## [Task statement]
State how many lines in the listing below contain the string "tree", with case counting. Give only the number.

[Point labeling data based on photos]
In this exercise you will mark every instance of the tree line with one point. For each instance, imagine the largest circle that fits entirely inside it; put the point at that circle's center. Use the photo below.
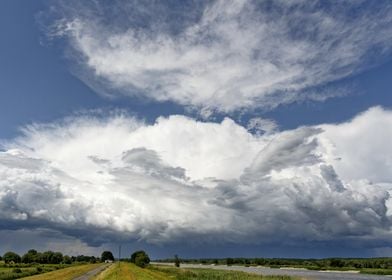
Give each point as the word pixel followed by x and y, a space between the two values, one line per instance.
pixel 47 257
pixel 140 258
pixel 358 263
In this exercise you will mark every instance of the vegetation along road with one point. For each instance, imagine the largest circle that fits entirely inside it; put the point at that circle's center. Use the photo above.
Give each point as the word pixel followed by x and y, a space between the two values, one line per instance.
pixel 129 271
pixel 301 273
pixel 69 273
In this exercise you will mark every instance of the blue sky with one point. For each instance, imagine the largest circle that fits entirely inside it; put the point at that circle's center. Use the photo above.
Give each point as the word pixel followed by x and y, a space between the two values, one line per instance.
pixel 232 106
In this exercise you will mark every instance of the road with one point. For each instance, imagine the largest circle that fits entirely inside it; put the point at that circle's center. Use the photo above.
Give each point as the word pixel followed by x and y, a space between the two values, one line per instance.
pixel 307 274
pixel 93 272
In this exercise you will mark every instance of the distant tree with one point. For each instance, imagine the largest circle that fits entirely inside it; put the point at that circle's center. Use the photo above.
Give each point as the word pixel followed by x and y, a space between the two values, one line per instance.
pixel 107 255
pixel 140 258
pixel 11 257
pixel 176 261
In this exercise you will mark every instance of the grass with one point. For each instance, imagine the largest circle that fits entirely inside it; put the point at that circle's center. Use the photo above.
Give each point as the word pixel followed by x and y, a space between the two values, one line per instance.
pixel 377 271
pixel 64 274
pixel 16 271
pixel 127 271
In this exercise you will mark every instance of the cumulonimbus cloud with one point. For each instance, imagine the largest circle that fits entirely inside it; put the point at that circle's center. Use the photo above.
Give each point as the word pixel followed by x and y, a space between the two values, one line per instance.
pixel 225 55
pixel 182 179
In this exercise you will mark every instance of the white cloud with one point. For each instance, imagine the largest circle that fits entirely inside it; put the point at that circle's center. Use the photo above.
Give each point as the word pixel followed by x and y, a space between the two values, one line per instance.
pixel 226 55
pixel 185 180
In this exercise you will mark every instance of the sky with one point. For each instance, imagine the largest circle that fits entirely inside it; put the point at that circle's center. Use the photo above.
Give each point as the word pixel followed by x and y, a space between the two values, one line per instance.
pixel 198 128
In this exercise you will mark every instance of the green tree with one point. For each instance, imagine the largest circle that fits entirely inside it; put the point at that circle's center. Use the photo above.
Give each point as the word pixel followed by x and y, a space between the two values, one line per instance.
pixel 107 255
pixel 11 257
pixel 140 258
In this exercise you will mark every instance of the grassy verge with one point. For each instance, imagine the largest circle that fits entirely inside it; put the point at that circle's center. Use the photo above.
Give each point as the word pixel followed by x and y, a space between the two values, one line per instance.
pixel 16 271
pixel 64 274
pixel 127 271
pixel 377 271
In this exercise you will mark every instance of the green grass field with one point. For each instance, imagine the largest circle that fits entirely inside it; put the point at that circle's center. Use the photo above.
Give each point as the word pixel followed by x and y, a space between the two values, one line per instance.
pixel 8 272
pixel 128 271
pixel 65 273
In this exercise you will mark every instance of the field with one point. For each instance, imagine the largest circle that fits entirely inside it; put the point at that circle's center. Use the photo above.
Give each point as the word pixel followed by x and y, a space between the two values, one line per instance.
pixel 128 271
pixel 63 273
pixel 22 270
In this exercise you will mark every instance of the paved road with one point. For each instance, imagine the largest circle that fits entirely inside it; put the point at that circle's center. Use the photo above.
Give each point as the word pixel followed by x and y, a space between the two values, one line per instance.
pixel 307 274
pixel 93 272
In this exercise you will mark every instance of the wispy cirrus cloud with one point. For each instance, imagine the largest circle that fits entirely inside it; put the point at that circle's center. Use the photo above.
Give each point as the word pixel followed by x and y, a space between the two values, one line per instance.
pixel 225 55
pixel 191 181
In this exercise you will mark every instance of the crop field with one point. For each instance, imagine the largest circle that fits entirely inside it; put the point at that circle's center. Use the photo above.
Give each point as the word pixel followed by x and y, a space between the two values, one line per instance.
pixel 127 271
pixel 8 272
pixel 65 273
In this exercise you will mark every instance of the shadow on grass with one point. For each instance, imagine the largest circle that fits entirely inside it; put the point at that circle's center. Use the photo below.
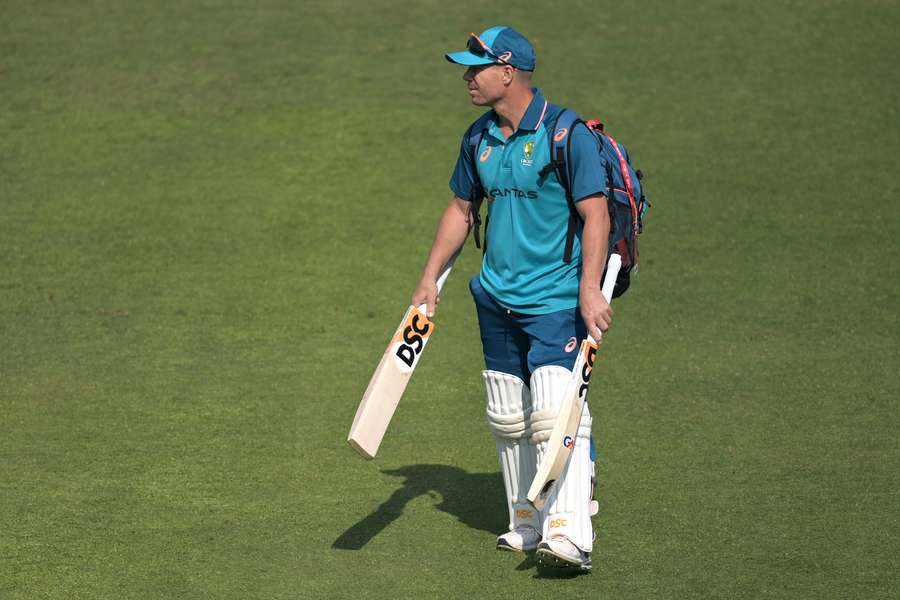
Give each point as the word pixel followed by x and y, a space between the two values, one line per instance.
pixel 476 499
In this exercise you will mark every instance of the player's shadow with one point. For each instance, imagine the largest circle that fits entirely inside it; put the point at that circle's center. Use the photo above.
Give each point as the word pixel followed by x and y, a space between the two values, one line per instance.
pixel 463 495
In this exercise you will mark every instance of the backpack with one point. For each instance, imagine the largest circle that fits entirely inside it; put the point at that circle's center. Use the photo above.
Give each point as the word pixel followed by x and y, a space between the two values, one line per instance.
pixel 625 196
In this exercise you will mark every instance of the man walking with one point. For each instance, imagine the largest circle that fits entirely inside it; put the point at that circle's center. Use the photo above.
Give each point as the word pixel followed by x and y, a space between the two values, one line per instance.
pixel 534 307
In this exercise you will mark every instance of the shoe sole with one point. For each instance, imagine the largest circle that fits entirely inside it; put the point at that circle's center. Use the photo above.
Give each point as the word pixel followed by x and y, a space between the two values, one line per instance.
pixel 548 558
pixel 508 548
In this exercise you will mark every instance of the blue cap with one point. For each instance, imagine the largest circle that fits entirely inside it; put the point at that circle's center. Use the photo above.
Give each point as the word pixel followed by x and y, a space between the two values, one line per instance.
pixel 504 45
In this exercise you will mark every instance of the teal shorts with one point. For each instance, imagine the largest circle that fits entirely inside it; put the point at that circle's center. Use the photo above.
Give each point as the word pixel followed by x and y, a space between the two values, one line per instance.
pixel 518 344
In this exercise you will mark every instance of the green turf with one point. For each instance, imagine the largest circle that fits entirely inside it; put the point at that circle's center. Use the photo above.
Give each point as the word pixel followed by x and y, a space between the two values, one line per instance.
pixel 212 215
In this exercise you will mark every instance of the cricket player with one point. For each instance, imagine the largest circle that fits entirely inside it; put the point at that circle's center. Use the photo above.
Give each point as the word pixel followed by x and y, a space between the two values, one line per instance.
pixel 533 307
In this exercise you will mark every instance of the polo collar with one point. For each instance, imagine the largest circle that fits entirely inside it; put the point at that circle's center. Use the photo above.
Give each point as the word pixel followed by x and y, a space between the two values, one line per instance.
pixel 531 120
pixel 535 112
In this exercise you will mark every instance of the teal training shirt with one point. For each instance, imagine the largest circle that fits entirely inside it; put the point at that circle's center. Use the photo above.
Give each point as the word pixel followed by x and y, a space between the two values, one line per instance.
pixel 523 268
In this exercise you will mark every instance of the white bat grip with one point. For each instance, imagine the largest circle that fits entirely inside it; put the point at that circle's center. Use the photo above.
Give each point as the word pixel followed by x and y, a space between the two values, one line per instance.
pixel 609 282
pixel 445 273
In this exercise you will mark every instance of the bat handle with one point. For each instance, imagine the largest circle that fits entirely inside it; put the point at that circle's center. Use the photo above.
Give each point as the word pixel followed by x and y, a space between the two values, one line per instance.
pixel 609 282
pixel 442 278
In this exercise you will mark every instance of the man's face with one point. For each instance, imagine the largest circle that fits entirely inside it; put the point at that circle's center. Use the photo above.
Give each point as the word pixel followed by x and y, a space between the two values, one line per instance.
pixel 487 83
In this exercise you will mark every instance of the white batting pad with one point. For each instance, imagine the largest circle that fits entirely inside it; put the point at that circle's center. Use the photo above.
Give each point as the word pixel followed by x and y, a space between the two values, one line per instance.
pixel 568 509
pixel 509 417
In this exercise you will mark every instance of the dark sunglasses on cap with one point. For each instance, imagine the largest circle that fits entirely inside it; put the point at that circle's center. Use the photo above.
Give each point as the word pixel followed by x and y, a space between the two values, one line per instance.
pixel 479 48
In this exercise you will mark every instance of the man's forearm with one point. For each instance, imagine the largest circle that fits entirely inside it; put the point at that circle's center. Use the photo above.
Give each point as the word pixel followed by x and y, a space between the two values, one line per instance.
pixel 594 240
pixel 452 230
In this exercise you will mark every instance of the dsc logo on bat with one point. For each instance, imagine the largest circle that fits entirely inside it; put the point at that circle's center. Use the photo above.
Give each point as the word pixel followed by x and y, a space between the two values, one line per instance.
pixel 410 340
pixel 589 351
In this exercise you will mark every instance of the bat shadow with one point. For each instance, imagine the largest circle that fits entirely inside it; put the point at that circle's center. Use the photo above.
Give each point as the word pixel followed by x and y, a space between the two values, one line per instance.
pixel 462 495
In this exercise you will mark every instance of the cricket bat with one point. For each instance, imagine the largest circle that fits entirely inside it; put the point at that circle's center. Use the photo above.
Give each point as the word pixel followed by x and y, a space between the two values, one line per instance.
pixel 562 438
pixel 391 376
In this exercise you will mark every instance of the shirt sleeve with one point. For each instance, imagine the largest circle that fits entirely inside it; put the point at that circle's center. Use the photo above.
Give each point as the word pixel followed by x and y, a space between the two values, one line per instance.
pixel 464 178
pixel 588 169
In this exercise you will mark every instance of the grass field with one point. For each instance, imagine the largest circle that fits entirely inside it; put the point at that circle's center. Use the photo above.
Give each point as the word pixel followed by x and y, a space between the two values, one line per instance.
pixel 212 215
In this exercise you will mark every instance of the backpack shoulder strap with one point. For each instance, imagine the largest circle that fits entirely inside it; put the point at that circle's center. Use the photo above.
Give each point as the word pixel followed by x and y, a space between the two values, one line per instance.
pixel 560 150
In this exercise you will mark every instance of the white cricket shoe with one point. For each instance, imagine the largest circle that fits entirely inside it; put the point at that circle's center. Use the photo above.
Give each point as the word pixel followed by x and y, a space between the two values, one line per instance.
pixel 560 553
pixel 521 539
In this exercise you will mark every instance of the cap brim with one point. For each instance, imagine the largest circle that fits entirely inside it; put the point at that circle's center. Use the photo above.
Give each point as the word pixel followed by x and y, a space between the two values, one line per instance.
pixel 468 59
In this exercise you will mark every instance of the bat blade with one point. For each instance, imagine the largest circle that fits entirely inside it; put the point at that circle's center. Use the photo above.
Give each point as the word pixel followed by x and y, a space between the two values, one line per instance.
pixel 389 382
pixel 565 430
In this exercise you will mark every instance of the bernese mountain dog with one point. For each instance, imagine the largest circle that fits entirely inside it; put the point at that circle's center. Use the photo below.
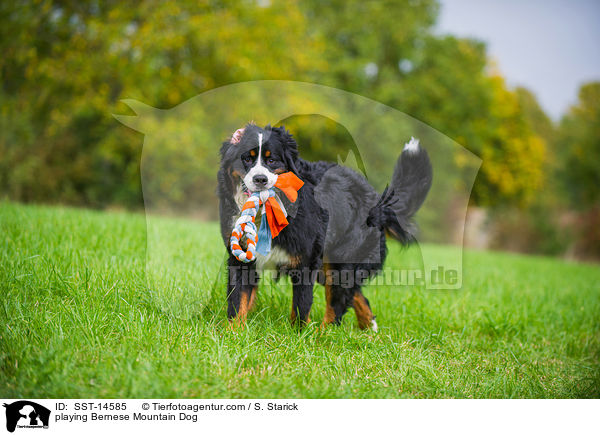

## [Exercise answer]
3